Exercise description
Put the records below into a two-column CSV with the header row text,answer, one row per record. Put the record's text and its answer each in a single quoted field, with line breaks replaced by spaces.

Entries provided

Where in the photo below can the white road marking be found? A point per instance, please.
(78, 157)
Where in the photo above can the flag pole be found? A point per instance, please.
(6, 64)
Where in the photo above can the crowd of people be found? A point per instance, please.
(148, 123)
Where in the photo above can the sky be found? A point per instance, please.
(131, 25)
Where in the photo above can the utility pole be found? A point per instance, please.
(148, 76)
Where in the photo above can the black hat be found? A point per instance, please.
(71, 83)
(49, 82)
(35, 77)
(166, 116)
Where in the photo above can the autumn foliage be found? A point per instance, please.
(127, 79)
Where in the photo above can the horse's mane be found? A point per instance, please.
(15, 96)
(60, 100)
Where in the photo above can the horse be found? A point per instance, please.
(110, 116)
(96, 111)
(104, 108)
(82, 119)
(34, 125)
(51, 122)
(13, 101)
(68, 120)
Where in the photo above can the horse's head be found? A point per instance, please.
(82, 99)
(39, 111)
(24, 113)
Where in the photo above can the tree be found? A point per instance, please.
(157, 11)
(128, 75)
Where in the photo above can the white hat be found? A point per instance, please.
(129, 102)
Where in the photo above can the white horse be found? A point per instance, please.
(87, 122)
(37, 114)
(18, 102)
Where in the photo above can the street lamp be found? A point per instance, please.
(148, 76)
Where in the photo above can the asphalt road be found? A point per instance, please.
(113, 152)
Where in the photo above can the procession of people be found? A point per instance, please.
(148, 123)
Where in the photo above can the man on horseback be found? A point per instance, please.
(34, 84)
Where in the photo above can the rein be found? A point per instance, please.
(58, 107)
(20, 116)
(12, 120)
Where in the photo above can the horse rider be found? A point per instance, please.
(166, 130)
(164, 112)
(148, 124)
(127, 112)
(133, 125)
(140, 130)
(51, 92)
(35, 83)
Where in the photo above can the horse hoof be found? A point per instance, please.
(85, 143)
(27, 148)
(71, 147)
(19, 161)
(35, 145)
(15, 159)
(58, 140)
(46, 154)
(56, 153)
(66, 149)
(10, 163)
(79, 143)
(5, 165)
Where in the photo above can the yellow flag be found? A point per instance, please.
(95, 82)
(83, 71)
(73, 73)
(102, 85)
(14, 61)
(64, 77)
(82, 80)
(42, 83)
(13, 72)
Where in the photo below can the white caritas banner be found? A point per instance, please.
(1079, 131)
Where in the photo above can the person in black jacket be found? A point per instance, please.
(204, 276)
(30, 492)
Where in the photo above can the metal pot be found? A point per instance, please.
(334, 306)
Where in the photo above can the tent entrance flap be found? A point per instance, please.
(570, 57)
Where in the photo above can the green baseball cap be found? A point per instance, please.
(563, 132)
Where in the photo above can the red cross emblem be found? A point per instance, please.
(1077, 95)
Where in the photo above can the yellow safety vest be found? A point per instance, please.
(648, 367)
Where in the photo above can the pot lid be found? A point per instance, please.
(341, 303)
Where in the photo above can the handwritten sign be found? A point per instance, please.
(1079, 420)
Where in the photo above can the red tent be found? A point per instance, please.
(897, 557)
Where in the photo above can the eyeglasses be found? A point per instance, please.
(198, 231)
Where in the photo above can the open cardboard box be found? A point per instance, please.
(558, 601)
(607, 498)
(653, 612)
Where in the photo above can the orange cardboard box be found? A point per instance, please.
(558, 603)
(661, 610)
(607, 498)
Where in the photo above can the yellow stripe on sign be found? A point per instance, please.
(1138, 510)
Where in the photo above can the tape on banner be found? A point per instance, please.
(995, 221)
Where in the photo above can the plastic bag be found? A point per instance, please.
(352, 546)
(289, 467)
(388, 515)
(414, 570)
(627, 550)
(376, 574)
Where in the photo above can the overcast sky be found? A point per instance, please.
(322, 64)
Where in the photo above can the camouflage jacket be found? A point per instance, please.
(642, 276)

Response to this exercise
text,answer
"Where in the photo below can the white road marking be found? A point per instance, please.","(78, 157)"
"Where in the photo above can the flag pole be found? A point per instance, please.","(6, 64)"
"Where in the photo above can the crowd of people be found? A point per instance, please.","(148, 123)"
"Where in the photo above can the sky be found? A point per instance, please.","(131, 25)"
"Where in the photo above can the utility pole be found? A point per instance, please.","(148, 76)"
"Where in the photo above can the black hat be found? A point per instance, please.","(71, 83) (49, 82) (35, 77) (166, 116)"
"Where in the photo above can the autumn foliage be found? A point per instance, please.","(127, 79)"
"Where in the photo above can the horse's mane be found? A point per instance, please.","(15, 96) (60, 100)"
"Where in the photo above can the horse be found? A point per instance, please.","(110, 116) (96, 111) (104, 108) (82, 119) (34, 125) (51, 122) (13, 101) (68, 120)"
"Where in the photo above can the horse's head be found? A point per instance, please.","(82, 99) (39, 111) (24, 113)"
"Where in the photo above can the tree be found? A point per instance, please.","(157, 11) (128, 75)"
"Where in the photo above can the white hat be found? A point per instance, please.","(129, 102)"
"Where in the photo above can the white horse be found? A point per instance, please.","(87, 122) (37, 114) (18, 102)"
"Where in the photo above can the street lamp be found? A point per instance, please.","(148, 76)"
"Where in the photo above can the asphalt road be found? A point per instance, please.","(113, 152)"
"Where in the photo above can the procession of people be found? A point per instance, please.","(148, 123)"
"Where in the photo above can the man on horseback be found? A point per instance, please.","(34, 84)"
"Where in the photo above can the rein be found? A point per instance, please.","(58, 107) (20, 116) (12, 120)"
"Where in the photo above can the horse rider be found? A point per instance, please.","(166, 130) (164, 112) (148, 124) (127, 112) (133, 125) (140, 130) (51, 92) (35, 83)"
"Where in the photo above can the horse hoof be found? A point per instance, please.","(85, 143) (27, 148) (71, 147) (19, 161) (35, 145) (15, 159) (58, 140) (46, 154) (56, 153) (66, 149) (10, 163) (79, 143) (5, 165)"
"Where in the photo above can the yellow flag be found? A point per instance, please.","(95, 82) (83, 71) (73, 73) (102, 85) (14, 61) (64, 77) (82, 80) (42, 83) (13, 72)"
"Where in the photo below can the white caritas banner be found? A point per instance, please.","(1079, 131)"
"Where in the photo above can the person in black jacket be found? A point per instance, please.","(204, 276) (30, 492)"
"Where in the photo above can the metal pot be found? A point per instance, please.","(334, 306)"
"Where in the photo above can the tent entrance flap be found? A point per instance, please.","(570, 57)"
"Where in the photo above can the green baseball cap be found? A point per instance, please.","(563, 132)"
"Where in the photo above can the red cross emblem be found? A point per instance, please.","(1077, 95)"
"Where in the photo above can the yellow safety vest be found? A point per instance, please.","(648, 367)"
"Where in the photo above can the pot lid be found? A point per instance, please.","(341, 303)"
"Where in the photo above can the handwritten sign be found? A point per instance, please.","(1079, 420)"
"Where in the photo above can the red tent be found? A point per instance, please.","(897, 557)"
"Where in the photo above can the eyeglasses be found? A point per instance, please.","(198, 231)"
"Where in the photo above can the open cardboard box be found? A point per instance, please.","(558, 601) (607, 498) (653, 612)"
"Where in the photo above can the orange cardboard box be found? A point per instance, please.","(558, 603) (661, 610) (607, 498)"
"Where in the photo above can the yellow stripe on sign be found? A point per instance, please.","(1138, 510)"
"Where in the photo above can the tape on banner be found? A point per instance, please.","(995, 221)"
"Where in the photo above can the plastic bag be found? A point per instance, please.","(352, 546) (289, 467) (388, 515) (414, 570) (627, 550) (376, 574)"
"Where in the photo above can the overcast sky be found? A point per instance, please.","(322, 64)"
"Where in the photo above can the camouflage jacket be found? A point per instance, please.","(642, 276)"